** DATA ROWS **
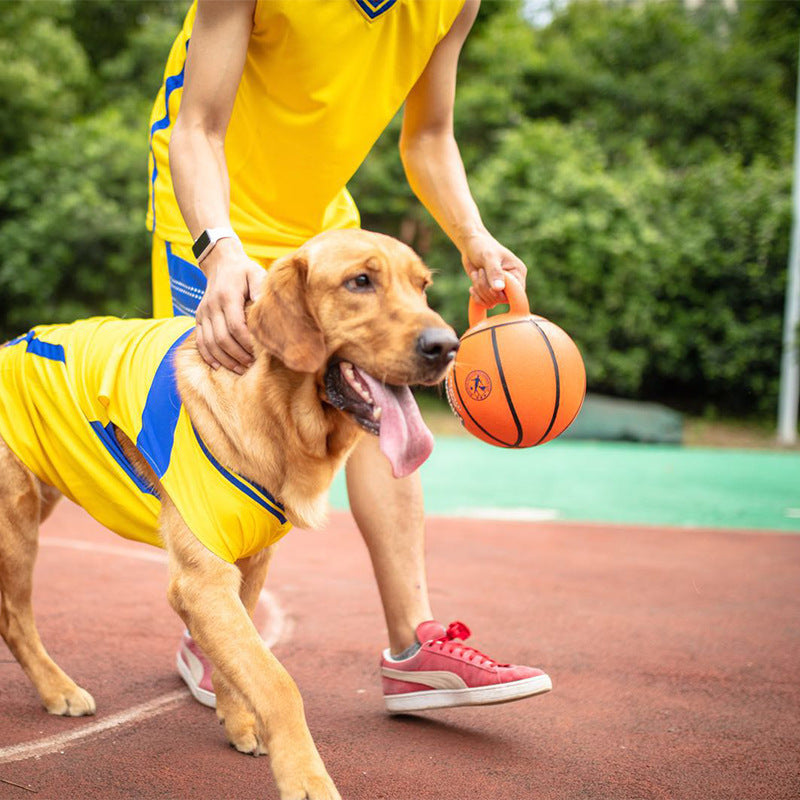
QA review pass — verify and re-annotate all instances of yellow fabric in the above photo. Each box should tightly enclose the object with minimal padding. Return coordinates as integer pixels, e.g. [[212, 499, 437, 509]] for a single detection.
[[0, 317, 291, 562], [148, 0, 464, 258]]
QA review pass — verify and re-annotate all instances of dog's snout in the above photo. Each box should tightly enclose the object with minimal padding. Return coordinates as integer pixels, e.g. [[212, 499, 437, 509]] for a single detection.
[[417, 328, 459, 367]]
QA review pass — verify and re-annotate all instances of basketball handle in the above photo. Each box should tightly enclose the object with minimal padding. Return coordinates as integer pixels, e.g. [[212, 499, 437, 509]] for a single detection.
[[469, 273, 531, 328]]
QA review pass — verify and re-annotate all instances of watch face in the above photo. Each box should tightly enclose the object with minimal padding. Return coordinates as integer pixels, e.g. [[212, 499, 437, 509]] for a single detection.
[[192, 231, 211, 258]]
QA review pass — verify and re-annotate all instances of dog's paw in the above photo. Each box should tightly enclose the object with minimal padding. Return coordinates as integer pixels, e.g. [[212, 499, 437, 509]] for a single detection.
[[272, 745, 342, 800], [42, 683, 97, 717], [278, 772, 342, 800]]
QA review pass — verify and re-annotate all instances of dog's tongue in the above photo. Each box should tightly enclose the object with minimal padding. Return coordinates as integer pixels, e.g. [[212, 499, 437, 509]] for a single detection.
[[359, 372, 433, 478]]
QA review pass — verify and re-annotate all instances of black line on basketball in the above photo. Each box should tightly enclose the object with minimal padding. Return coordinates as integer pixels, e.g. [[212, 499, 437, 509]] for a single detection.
[[531, 319, 561, 444], [453, 370, 511, 447], [492, 327, 524, 447], [461, 317, 530, 342]]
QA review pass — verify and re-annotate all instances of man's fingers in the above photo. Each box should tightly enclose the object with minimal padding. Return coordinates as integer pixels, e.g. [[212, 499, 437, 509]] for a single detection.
[[470, 269, 505, 308], [207, 312, 253, 375]]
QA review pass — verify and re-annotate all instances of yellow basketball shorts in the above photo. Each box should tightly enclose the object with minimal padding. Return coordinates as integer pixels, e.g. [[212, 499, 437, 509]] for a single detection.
[[152, 233, 274, 317]]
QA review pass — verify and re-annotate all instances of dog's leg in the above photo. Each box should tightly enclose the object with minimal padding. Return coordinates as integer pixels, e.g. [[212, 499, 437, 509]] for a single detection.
[[0, 439, 95, 717], [161, 506, 341, 800], [212, 547, 274, 756]]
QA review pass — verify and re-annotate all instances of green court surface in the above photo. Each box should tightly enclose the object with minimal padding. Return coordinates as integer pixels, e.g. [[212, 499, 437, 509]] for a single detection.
[[331, 436, 800, 533]]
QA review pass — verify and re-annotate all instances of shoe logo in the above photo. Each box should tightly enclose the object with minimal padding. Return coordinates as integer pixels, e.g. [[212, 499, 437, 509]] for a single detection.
[[381, 667, 468, 689], [464, 369, 492, 400]]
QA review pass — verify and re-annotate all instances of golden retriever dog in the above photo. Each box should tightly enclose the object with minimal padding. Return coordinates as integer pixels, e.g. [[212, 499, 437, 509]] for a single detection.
[[0, 230, 458, 800]]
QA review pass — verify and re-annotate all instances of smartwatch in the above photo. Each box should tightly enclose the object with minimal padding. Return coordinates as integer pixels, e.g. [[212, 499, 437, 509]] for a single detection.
[[192, 228, 239, 264]]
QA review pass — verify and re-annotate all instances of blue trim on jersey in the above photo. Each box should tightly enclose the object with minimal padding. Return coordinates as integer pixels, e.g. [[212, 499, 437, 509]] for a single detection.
[[192, 425, 286, 525], [356, 0, 397, 19], [164, 242, 207, 317], [150, 39, 190, 230], [89, 420, 158, 497], [136, 328, 193, 478], [6, 331, 67, 364]]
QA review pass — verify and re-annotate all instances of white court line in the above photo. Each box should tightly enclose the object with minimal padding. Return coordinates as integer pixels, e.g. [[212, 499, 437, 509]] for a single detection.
[[0, 689, 190, 764], [0, 537, 289, 764]]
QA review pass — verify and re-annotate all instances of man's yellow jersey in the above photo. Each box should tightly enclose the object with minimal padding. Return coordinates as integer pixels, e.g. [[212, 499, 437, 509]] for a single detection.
[[148, 0, 464, 259], [0, 316, 291, 563]]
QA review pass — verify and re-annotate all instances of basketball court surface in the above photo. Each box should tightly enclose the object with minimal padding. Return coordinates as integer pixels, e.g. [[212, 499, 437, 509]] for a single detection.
[[0, 438, 800, 800]]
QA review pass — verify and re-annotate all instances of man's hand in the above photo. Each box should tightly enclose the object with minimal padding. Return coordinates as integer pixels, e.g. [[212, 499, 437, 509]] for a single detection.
[[195, 239, 266, 375], [461, 232, 528, 308]]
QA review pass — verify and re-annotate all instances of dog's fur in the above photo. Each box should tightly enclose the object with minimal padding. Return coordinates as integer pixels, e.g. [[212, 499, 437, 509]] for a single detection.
[[0, 231, 455, 800]]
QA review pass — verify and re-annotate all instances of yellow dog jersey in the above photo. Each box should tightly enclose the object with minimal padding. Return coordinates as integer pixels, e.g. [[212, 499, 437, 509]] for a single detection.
[[0, 317, 291, 562], [148, 0, 464, 259]]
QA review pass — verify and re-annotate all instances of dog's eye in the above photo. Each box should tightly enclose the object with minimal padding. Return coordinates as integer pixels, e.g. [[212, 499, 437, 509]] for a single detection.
[[344, 272, 374, 292]]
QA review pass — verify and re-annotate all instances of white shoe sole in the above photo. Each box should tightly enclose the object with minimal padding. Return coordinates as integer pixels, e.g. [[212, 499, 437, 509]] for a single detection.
[[383, 675, 553, 714], [176, 648, 217, 708]]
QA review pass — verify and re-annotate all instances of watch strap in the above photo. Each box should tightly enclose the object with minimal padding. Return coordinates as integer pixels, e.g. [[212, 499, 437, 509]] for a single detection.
[[192, 227, 238, 264]]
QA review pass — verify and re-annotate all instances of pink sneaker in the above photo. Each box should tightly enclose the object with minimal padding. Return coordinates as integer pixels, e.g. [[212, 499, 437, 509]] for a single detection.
[[381, 620, 553, 713], [177, 631, 217, 708]]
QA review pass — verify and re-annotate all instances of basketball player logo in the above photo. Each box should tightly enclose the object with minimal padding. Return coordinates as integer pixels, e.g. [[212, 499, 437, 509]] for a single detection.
[[464, 369, 492, 400]]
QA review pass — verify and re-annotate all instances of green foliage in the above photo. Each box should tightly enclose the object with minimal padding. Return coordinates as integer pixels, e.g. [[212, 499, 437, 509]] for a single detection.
[[0, 110, 150, 328], [468, 122, 790, 413], [0, 0, 185, 341]]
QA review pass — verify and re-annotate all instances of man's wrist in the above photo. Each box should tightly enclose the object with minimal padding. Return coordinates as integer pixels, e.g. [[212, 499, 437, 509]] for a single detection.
[[192, 226, 239, 266]]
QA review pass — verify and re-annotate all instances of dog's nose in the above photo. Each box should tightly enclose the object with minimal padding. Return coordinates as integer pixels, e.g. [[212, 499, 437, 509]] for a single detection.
[[417, 328, 459, 367]]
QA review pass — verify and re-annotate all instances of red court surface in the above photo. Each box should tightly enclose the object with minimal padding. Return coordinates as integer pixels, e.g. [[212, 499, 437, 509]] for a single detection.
[[0, 503, 800, 800]]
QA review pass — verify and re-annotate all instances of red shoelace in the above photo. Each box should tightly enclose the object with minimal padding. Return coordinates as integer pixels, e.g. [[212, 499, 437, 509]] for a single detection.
[[428, 620, 509, 667]]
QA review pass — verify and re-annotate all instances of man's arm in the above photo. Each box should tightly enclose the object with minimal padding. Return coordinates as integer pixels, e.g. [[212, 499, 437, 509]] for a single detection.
[[400, 0, 527, 306], [169, 0, 263, 373]]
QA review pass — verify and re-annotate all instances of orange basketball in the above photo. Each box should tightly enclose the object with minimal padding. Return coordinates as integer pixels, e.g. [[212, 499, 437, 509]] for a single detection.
[[445, 278, 586, 447]]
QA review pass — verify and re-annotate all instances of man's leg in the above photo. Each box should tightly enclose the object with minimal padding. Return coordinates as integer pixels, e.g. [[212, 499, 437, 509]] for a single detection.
[[347, 428, 433, 654], [347, 436, 552, 713]]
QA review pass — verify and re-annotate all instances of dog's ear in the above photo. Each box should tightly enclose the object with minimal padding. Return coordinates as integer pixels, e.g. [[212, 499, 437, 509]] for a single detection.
[[247, 255, 327, 372]]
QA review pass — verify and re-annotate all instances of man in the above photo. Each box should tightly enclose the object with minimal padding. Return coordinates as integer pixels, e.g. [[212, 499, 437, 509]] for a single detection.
[[148, 0, 550, 711]]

** TASK DIRECTIONS **
List the entries from the beginning through the line containing "[[0, 317, 291, 562], [148, 0, 464, 258]]" as a numbered list, omitting any blank lines and leaving out the picture.

** RESULT OF THIS EXERCISE **
1. QA review pass — verify and re-annotate all instances of yellow fabric in the above photo. Each box should tightly enclose the object with minimal padding. Return coordinates as integer pixels, e.g. [[212, 499, 437, 509]] for a single detection.
2. [[0, 317, 291, 562], [148, 0, 464, 258]]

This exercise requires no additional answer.